_Image-backed grounding data:_
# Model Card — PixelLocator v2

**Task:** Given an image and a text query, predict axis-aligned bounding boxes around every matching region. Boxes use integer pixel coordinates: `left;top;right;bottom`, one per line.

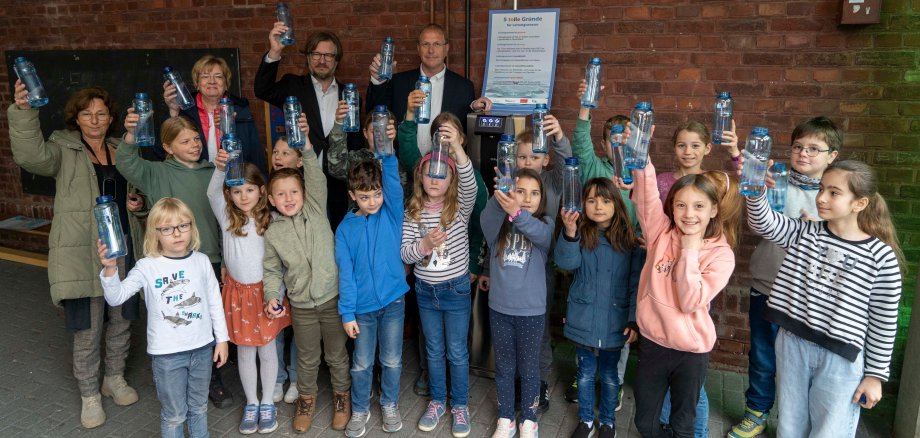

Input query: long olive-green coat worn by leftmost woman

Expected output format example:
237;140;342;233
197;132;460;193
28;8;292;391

7;105;144;306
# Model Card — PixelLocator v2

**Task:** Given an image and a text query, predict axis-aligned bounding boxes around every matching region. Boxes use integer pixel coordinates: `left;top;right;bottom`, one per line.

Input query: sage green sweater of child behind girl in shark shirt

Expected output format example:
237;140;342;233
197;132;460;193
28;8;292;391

115;141;221;263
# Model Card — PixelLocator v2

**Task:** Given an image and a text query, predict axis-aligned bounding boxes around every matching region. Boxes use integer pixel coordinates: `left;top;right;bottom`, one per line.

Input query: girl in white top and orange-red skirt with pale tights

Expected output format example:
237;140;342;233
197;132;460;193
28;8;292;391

208;156;291;435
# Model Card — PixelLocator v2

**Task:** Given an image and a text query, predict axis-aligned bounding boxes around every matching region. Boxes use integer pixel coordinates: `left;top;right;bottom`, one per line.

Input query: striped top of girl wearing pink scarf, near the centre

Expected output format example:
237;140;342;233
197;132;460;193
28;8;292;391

399;161;476;283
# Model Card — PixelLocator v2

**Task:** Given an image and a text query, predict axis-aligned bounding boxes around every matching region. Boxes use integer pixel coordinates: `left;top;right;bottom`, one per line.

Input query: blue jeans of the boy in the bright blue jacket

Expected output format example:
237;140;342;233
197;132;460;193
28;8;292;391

351;297;406;412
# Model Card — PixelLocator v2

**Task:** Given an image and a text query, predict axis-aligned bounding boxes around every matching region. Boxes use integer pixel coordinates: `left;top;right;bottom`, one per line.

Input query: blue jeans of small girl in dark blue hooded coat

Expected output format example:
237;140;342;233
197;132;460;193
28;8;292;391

575;345;621;426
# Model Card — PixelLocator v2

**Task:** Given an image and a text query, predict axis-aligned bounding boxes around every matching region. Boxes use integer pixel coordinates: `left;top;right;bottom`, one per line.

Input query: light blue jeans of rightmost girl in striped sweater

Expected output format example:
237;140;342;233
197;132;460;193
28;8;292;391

776;330;864;438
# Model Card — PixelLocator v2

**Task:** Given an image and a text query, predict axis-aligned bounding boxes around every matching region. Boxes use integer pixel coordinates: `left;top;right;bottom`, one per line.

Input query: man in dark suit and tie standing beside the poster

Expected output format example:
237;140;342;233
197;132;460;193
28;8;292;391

367;23;492;155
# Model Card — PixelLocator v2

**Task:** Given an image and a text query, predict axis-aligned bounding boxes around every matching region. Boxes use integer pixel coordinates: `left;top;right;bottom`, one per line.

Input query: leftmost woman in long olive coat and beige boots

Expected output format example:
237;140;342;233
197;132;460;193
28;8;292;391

7;80;143;428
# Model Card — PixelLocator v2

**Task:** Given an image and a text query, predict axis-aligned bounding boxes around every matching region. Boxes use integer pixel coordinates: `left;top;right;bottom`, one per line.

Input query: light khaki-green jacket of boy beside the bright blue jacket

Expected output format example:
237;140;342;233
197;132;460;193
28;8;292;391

262;149;339;309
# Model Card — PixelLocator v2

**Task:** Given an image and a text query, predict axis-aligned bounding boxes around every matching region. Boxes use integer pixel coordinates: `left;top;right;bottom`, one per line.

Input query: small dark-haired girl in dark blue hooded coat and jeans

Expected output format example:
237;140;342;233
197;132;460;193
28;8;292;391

554;178;645;438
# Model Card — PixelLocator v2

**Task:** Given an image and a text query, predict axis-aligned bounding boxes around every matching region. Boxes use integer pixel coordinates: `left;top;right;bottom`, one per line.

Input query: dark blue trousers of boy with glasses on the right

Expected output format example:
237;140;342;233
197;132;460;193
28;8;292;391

744;289;779;412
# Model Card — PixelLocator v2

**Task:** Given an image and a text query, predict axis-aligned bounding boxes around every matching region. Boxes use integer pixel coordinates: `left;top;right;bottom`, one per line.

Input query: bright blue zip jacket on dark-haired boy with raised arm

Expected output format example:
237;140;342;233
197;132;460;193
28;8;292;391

335;155;409;323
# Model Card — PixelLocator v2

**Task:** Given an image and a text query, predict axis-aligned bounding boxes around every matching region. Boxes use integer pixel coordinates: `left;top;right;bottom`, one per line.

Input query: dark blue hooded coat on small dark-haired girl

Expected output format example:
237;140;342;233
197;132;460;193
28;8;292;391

554;233;645;349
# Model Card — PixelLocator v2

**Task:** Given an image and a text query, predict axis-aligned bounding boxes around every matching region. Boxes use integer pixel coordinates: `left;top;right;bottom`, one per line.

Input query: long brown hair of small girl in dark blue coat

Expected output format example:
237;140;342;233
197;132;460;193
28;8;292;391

581;178;639;252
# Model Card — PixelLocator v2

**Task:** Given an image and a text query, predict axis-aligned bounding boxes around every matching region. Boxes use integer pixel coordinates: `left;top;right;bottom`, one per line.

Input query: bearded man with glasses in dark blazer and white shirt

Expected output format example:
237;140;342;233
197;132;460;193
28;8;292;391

255;26;363;231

_Task to complete:_ Only the number is needed here: how many lines of the records contain "leftmost"?

_Response:_ 2